----- EXTRACT

If I am feeling fancy and highfalutin, I will use official Ziploc brand Ziploc bags.  Clear so I can see what is in the bag.  But usually I just grab a whole bunch of the white plastic bags I get from the grocery store.  Put two or three around stuff and everything is waterproof.  I carry extra grocery bags for extra wrapping too.  Dirty clothes, etc.

General Discussion / Re: Bike Safety
« on: March 31, 2017, 02:26:50 pm »
On my longer tours, 3 months, two weeks, few days, I never carried a lock.  Vast majority of that riding was in smaller rural towns and countryside.  A few medium towns too.  At night I always put the bike inside the room or building where I stayed.  When going into stores I just lean the bike in front of the store.  Make it obvious the bike is there.  Don't hide the bike and gear on the side in an alley or behind.  Make it visible right where everyone walks and sees.  I do the same thing riding around my hometown.  I park the bike on the sidewalk below the window in front of the convenience store.  Not hidden and secluded.

Gear Talk / Re: Advice on Lower Gearing
« on: March 26, 2017, 06:34:43 am »
I remember those shoes from 30 years ago.  Have not seen anyone wearing them in recent decades.  Down tube, stem, and bar end shifters were the only way to shift a 5 or 6 or 7 speed freewheel back when those shoes were popular.

Gear Talk / Re: Advice on Lower Gearing
« on: March 25, 2017, 11:51:28 pm »
I bicycled 4 times across USA and circled Australia with normal leather boat shoes.

You will have to provide a better description of what "boat shoes" are.  Maybe a web link.  As for preferring your "boat shoes" over SPD shoes and clipless pedals, I would guess there are one or two million times more people who use SPD shoes than use "boat shoes".

Gear Talk / Re: Advice on Lower Gearing
« on: March 24, 2017, 04:43:56 pm »
two feet on the ground pushing the bike up the hill.  Make sure you've got cleat covers if you're using road pedals.

Eeeek!!!!  I HOPE every bicyclist tourer with clipless pedals is using SPD or Frog or Bebop pedals/cleats.  NOT road pedals.  A concealed, small cleat on the bottom of shoes that is unobtrusive and easy to walk in.  I can walk miles and miles on almost any terrain with my SPD shoes and sandals.  I could easily survive and thrive with no other shoes except maybe flip flops on any tour of any length from one week to one year.

----------
----- MATERIAL

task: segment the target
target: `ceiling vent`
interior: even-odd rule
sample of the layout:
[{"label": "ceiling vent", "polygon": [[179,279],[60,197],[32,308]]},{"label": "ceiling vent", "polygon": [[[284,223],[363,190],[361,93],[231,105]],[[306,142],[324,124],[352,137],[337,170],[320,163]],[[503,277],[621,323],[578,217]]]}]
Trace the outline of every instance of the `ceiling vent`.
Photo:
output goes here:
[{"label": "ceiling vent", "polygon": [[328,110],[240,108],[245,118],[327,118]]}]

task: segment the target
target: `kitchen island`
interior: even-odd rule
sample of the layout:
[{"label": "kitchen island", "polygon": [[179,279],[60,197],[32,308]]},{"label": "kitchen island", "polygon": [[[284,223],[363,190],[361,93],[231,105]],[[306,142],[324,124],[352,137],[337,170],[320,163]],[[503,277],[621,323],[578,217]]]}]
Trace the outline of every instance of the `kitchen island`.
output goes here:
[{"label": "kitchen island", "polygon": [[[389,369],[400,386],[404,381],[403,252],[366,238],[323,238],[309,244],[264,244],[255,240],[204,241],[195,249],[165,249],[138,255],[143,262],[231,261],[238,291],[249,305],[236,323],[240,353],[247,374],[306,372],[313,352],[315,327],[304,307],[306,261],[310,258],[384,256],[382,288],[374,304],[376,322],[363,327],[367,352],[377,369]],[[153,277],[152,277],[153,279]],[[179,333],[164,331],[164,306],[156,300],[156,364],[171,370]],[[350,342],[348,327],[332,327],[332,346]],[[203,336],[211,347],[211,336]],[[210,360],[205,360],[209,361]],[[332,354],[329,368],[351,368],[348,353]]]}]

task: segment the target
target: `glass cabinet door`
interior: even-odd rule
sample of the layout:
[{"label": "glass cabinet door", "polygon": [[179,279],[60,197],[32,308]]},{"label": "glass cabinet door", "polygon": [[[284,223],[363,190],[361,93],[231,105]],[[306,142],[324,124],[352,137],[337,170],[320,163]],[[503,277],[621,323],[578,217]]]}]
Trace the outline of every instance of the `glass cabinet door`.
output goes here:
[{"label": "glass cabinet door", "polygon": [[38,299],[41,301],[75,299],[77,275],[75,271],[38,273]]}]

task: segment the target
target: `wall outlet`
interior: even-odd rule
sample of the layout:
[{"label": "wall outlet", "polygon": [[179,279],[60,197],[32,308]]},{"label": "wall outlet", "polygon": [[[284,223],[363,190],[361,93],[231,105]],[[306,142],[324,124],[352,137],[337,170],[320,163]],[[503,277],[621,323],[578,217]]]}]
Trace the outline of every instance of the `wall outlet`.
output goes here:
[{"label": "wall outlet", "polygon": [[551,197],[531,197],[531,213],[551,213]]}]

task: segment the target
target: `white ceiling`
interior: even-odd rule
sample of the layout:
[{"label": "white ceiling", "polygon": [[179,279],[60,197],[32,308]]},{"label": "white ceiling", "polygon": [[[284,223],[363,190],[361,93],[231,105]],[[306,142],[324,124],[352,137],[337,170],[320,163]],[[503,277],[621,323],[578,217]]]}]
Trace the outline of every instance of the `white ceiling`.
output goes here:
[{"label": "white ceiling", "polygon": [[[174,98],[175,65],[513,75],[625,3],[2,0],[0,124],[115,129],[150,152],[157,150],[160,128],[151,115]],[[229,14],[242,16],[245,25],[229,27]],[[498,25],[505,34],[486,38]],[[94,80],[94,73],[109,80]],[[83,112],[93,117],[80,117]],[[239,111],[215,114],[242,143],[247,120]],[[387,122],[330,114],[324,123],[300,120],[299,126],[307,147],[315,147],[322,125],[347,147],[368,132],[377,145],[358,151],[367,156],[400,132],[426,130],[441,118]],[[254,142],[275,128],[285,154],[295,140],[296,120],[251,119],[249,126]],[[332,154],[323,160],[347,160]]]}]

----------

- **PROBLEMS TO WORK ON**
• A. Can you sum up the forum posts in two sentences?
• B. Which types of shifters do the forum posts name as the only way to shift a 5, 6, or 7 speed freewheel back then?

- **EXPECTED RESPONSES**
• A. A touring cyclist waterproofs gear by wrapping it in Ziploc or grocery bags and has never carried a lock, instead keeping the bike indoors at night and parking it in plain view at stores. The posts also cover footwear, urging tourers with clipless pedals to use SPD, Frog, or Bebop pedals and cleats rather than road pedals, since their small, concealed cleats are easy to walk in.

• B. Down tube shifters, stem shifters, and bar end shifters.